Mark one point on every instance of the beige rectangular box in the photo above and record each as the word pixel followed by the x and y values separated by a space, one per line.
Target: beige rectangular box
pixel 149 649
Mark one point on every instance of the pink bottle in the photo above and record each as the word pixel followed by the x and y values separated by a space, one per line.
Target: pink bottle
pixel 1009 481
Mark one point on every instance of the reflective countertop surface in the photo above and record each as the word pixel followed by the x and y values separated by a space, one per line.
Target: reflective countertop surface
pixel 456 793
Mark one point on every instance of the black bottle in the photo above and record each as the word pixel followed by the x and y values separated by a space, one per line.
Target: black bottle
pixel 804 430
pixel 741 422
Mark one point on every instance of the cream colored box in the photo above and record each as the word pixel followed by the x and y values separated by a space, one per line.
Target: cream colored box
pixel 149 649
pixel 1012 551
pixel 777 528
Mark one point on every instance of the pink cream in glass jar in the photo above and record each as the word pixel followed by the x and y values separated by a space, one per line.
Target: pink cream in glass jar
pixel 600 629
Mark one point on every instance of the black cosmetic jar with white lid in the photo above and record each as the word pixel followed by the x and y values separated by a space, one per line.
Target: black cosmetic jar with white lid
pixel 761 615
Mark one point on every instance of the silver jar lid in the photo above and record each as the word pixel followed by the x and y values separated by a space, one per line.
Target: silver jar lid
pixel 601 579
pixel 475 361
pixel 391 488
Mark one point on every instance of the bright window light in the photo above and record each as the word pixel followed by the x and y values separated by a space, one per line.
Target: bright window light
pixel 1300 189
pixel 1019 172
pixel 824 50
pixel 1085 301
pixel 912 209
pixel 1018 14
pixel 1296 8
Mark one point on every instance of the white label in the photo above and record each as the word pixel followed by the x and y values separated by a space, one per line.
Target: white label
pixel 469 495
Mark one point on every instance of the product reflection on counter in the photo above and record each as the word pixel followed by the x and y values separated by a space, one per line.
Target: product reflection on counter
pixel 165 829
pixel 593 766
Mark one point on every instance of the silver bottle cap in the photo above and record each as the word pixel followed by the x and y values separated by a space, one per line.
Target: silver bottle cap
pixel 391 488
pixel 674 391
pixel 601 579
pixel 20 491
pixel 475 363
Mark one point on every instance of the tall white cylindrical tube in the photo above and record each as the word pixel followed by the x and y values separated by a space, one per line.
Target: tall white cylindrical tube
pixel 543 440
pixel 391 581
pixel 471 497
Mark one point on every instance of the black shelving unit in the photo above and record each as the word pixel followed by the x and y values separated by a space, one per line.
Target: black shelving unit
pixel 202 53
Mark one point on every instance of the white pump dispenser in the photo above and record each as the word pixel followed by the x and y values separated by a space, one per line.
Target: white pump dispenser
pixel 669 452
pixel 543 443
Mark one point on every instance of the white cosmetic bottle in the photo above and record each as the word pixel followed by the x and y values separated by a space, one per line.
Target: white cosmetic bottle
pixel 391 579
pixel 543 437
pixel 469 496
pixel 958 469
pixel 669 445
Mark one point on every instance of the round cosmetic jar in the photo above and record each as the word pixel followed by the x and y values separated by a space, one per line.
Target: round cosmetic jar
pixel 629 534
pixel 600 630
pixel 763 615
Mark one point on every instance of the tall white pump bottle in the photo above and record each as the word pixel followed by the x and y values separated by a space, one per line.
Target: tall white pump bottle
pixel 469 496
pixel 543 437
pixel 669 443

☆ ☆ ☆ ☆ ☆ ☆ ☆

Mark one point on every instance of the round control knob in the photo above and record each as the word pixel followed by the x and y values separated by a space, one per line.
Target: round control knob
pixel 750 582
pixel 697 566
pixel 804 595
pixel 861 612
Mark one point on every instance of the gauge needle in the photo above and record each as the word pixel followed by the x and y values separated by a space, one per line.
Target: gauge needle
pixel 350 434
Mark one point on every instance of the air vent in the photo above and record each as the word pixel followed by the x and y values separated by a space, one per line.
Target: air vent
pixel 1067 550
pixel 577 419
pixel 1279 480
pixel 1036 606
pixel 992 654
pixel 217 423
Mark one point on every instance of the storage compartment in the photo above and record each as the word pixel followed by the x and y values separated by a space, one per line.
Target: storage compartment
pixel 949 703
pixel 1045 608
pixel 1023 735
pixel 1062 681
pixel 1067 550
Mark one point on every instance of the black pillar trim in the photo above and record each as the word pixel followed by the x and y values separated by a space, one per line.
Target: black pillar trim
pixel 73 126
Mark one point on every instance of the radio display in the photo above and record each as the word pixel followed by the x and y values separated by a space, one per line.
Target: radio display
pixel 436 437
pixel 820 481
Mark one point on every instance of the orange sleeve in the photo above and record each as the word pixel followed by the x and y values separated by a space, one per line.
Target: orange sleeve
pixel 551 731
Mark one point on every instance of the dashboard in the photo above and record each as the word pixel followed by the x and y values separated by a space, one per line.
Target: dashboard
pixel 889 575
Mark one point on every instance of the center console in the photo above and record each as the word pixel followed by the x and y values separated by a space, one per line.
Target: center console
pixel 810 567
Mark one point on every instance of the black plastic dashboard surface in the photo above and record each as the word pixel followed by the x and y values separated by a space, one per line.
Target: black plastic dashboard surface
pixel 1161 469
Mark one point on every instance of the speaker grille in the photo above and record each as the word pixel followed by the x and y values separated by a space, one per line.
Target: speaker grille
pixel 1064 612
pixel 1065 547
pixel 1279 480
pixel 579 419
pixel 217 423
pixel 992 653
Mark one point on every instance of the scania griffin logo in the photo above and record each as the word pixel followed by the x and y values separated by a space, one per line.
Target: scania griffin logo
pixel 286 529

☆ ☆ ☆ ☆ ☆ ☆ ☆

## Work instructions
Convert the data from the line with "Mark one point on every instance of the gauge" to the line with "pixel 992 653", both ends included, into a JSON list of strings, one string per line and no blank lines.

## The output
[
  "Mark one point on every instance of the gauge needle in the photo above and record each as the word pixel followed by the x and y values separated by a space, one per line.",
  "Target: gauge needle",
  "pixel 350 434",
  "Mark one point on every instance of the air vent in the photo above and record each as the word pixel followed by the x and y values separated by a space, one per line.",
  "Target: air vent",
  "pixel 1067 550",
  "pixel 577 419",
  "pixel 1279 480",
  "pixel 1036 606",
  "pixel 992 654",
  "pixel 217 423",
  "Mark one point on every instance of the storage compartment in the photo above and record each as the word pixel followed by the x and y values separated by a space, one per line.",
  "Target: storage compartment",
  "pixel 949 703",
  "pixel 1045 608",
  "pixel 1023 735",
  "pixel 1062 681",
  "pixel 1067 550",
  "Mark one point on every instance of the black pillar trim in the photo above and record each as the word pixel followed by the x and y values separated by a space, one per line.",
  "Target: black pillar trim",
  "pixel 73 126",
  "Mark one point on every instance of the radio display in the photo above and record each as the word pixel followed by the x and y values separated by a space, one per line.",
  "Target: radio display",
  "pixel 436 437",
  "pixel 820 481",
  "Mark one point on every instance of the orange sleeve in the photo above and record each as the word pixel followed by the x and y values separated by a space, one per line.",
  "Target: orange sleeve",
  "pixel 551 731",
  "Mark one point on every instance of the dashboard in the photo above and record each as the word pixel followed by the x and y values separated by a space, one per line.",
  "Target: dashboard",
  "pixel 889 575",
  "Mark one point on every instance of the center console in the photo above and record each as the word pixel followed by the x and y values separated by a space, one per line.",
  "Target: center console",
  "pixel 810 567",
  "Mark one point on every instance of the black plastic dashboard surface in the photo above and record each as the word pixel followed by the x and y values separated by a space, one per line.",
  "Target: black plastic dashboard surface",
  "pixel 1161 469",
  "Mark one point on every instance of the speaker grille in the photo above and record each as the word pixel followed by the x and y values separated by a space, one per line.",
  "Target: speaker grille",
  "pixel 1064 612",
  "pixel 1065 547",
  "pixel 1279 480",
  "pixel 579 419",
  "pixel 217 423",
  "pixel 992 653"
]